Rewrite the stretch from the start of the entries through the line that contains "x=543, y=230" as a two-column CSV with the columns instruction and points. Give one row per entry, put each field in quotes, and replace line breaks with spaces.
--- begin DATA SUPPLIED ---
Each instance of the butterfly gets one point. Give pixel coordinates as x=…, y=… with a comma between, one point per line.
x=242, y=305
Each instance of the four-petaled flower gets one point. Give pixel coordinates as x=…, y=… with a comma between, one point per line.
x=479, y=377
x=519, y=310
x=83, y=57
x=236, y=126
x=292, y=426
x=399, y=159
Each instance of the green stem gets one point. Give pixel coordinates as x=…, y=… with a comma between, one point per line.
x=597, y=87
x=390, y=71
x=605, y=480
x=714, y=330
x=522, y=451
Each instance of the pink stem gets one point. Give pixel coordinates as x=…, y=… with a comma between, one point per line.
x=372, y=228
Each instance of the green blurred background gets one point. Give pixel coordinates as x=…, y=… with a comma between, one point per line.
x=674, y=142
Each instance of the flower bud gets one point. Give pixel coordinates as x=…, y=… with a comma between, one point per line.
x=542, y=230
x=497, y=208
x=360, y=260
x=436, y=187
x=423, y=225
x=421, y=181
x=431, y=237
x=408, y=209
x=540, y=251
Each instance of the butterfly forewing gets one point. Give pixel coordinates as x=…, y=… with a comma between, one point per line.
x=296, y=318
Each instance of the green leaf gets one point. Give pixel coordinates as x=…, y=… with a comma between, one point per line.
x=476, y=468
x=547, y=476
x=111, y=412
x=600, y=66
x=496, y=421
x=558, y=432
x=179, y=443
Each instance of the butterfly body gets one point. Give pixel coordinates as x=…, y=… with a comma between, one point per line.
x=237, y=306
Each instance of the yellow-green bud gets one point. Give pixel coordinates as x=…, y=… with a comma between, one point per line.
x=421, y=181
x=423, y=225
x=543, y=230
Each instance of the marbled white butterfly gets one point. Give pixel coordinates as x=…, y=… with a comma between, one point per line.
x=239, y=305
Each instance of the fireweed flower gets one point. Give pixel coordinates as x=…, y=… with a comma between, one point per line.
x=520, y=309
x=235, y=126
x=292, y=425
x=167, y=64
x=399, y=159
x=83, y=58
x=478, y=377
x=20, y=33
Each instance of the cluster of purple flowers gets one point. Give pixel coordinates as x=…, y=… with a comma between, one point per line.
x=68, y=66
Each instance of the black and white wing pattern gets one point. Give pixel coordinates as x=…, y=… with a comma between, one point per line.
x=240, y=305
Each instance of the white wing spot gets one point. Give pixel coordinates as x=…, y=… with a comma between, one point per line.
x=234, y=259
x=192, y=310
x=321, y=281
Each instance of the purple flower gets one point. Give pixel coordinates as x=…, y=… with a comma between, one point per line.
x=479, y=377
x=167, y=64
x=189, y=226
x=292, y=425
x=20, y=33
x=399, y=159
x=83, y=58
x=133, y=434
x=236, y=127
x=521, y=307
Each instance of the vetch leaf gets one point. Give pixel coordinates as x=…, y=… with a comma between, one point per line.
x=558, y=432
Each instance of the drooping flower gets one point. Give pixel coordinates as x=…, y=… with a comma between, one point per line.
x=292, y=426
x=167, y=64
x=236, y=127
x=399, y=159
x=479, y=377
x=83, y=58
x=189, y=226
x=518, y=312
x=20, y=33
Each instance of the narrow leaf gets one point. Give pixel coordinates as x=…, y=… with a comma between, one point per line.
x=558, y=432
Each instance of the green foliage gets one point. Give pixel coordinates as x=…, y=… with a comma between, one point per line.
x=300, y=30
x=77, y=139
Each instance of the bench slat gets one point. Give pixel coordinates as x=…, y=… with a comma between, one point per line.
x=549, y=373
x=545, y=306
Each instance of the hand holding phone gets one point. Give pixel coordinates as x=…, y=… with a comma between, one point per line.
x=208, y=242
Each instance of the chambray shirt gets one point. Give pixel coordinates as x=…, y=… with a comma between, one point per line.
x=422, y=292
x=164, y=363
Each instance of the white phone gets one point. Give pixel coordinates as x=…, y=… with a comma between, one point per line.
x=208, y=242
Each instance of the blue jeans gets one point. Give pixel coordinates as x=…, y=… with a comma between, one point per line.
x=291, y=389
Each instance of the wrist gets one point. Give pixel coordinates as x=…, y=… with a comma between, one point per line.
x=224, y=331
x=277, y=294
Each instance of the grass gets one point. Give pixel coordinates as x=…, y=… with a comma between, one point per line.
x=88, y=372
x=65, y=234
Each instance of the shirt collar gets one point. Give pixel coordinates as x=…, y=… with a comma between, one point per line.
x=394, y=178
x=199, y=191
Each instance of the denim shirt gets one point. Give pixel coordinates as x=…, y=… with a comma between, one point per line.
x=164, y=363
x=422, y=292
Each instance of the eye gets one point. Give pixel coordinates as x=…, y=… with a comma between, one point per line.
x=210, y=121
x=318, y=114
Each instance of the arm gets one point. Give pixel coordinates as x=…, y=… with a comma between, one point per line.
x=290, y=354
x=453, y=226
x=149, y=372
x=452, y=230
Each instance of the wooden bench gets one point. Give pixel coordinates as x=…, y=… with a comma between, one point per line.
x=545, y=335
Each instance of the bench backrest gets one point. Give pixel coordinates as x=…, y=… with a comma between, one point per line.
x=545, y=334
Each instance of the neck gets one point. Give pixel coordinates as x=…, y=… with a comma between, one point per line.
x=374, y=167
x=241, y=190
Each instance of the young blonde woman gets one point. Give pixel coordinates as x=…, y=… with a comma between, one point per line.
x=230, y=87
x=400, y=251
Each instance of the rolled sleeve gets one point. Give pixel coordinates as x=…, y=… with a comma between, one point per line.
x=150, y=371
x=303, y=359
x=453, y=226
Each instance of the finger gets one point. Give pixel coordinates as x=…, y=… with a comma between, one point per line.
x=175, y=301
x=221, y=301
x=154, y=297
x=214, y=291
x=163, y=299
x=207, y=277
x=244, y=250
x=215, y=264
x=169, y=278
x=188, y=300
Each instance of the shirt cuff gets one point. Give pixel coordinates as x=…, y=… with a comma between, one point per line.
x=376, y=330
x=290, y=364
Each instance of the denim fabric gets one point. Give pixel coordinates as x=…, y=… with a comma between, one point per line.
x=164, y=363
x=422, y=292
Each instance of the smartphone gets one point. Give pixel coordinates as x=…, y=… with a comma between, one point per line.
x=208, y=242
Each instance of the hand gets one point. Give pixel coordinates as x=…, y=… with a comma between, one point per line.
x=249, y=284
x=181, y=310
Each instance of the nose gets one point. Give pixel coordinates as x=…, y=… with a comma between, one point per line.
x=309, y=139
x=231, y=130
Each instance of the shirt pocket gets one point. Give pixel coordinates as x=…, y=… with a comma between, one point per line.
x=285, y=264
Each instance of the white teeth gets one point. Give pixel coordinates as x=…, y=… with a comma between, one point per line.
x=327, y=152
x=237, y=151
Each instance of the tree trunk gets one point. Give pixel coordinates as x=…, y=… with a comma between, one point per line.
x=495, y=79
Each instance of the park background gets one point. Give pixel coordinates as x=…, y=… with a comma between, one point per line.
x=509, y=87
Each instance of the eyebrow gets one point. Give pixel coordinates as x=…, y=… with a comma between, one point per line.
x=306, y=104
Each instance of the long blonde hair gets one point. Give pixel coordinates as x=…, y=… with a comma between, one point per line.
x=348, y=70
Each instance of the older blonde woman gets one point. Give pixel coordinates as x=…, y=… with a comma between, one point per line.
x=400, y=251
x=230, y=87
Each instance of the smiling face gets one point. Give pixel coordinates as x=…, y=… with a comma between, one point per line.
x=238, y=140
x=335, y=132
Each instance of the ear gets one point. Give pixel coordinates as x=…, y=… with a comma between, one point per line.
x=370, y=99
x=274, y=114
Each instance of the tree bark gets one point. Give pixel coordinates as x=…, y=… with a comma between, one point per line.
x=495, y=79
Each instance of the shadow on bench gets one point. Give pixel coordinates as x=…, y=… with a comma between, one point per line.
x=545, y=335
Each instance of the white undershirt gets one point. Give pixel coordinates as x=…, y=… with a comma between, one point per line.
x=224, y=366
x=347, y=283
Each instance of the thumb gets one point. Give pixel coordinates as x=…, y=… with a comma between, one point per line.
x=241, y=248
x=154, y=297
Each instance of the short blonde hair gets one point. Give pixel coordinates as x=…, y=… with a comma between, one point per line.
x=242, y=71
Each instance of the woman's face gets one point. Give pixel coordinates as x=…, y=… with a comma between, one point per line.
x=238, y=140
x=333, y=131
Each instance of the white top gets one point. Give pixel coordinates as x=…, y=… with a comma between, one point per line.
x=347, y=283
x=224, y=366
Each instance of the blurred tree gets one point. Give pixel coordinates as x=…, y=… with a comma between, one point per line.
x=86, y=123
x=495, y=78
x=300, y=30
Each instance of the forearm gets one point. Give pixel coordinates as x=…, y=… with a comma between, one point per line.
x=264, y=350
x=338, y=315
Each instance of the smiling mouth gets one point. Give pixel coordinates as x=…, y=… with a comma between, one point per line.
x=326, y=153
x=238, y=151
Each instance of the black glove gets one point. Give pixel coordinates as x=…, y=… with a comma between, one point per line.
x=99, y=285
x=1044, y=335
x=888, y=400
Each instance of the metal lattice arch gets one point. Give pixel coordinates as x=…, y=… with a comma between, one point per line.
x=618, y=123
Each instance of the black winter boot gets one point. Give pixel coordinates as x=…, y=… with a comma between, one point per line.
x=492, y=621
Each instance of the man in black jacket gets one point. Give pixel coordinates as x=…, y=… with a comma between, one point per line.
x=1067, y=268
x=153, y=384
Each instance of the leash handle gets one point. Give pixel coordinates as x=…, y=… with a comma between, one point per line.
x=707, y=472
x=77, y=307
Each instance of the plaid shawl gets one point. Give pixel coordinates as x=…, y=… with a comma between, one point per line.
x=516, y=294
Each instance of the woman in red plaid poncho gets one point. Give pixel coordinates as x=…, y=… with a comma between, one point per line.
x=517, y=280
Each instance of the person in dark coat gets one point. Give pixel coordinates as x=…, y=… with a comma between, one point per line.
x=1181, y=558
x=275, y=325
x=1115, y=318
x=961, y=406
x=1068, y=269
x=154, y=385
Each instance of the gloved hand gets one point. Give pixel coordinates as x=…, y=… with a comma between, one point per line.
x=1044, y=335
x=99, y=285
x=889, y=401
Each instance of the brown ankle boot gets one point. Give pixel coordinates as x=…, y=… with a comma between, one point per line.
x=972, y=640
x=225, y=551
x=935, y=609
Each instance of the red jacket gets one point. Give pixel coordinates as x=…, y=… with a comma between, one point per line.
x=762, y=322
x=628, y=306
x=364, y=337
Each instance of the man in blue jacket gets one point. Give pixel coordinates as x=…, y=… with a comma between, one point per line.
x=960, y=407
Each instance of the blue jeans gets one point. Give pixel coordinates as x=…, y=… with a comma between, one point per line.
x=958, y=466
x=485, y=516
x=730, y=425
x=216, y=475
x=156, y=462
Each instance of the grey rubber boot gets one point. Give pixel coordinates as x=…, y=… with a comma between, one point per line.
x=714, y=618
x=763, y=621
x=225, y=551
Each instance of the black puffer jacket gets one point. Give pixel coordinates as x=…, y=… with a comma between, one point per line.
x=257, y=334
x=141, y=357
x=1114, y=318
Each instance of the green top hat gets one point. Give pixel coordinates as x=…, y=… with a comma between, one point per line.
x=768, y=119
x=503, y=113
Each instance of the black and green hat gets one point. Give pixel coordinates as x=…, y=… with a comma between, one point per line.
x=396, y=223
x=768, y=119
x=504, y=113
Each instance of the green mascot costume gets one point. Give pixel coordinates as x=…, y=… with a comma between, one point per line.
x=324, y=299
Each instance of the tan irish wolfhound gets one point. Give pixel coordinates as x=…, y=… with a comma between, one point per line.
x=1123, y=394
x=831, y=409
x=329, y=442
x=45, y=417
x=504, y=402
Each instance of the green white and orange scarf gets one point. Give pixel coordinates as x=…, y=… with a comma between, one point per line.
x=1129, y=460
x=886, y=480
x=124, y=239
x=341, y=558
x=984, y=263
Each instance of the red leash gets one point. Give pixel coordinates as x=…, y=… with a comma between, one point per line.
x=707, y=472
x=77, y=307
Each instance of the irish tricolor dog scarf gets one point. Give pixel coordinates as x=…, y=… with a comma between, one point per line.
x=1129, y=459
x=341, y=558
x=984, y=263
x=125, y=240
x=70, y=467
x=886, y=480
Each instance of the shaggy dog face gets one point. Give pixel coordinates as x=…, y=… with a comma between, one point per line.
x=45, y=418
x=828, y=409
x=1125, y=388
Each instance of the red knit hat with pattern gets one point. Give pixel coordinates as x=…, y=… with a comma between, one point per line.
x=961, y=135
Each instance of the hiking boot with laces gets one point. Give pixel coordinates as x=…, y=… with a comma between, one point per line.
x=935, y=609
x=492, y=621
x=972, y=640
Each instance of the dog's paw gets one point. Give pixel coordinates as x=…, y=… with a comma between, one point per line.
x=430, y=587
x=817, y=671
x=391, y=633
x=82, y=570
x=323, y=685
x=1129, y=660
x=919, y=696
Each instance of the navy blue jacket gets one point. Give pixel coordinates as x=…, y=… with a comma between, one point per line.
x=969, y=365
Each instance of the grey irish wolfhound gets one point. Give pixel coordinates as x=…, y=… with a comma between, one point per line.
--- end DATA SUPPLIED ---
EXPECTED OUTPUT
instruction,points
"Each instance of the butterfly gets one point. Give pixel coordinates as x=…, y=… with a comma between, one point per line.","x=242, y=305"
"Each instance of the four-petaled flower gets one point. Give pixel coordinates as x=…, y=… with a comma between, one point per line.","x=479, y=377 x=519, y=310 x=83, y=57 x=236, y=126 x=292, y=426 x=399, y=159"
"Each instance of the green stem gets one point. Give pixel coordinates as x=…, y=… with a comma between, one point per line.","x=597, y=87 x=390, y=71 x=605, y=480 x=714, y=330 x=522, y=451"
"Each instance of the pink stem gets one point. Give pixel coordinates as x=…, y=… with a comma between, one point per line.","x=372, y=228"
"Each instance of the green blurred background gets one point. Give pixel coordinates as x=…, y=… with a comma between, one point per line.","x=674, y=142"
"Each instance of the flower bud gets one point. Give pixel coordinates as x=…, y=… with a comma between, one point per line.","x=542, y=230 x=497, y=208 x=360, y=260 x=436, y=187 x=423, y=225 x=421, y=181 x=431, y=237 x=408, y=209 x=540, y=251"
"Each instance of the butterfly forewing gets one point. Give pixel coordinates as x=…, y=… with a comma between, one point per line.","x=296, y=318"
"Each instance of the green leaf gets one point. Give pixel coordinates as x=…, y=… with a comma between, one point per line.","x=476, y=468 x=547, y=476 x=111, y=412 x=600, y=66 x=496, y=421 x=558, y=432 x=179, y=443"
"Each instance of the butterfly body gets one point. Give pixel coordinates as x=…, y=… with a comma between, one point per line.","x=237, y=306"
"Each instance of the yellow-green bud gets one point. Give pixel coordinates as x=…, y=… with a comma between, one point per line.","x=421, y=181 x=423, y=225 x=543, y=230"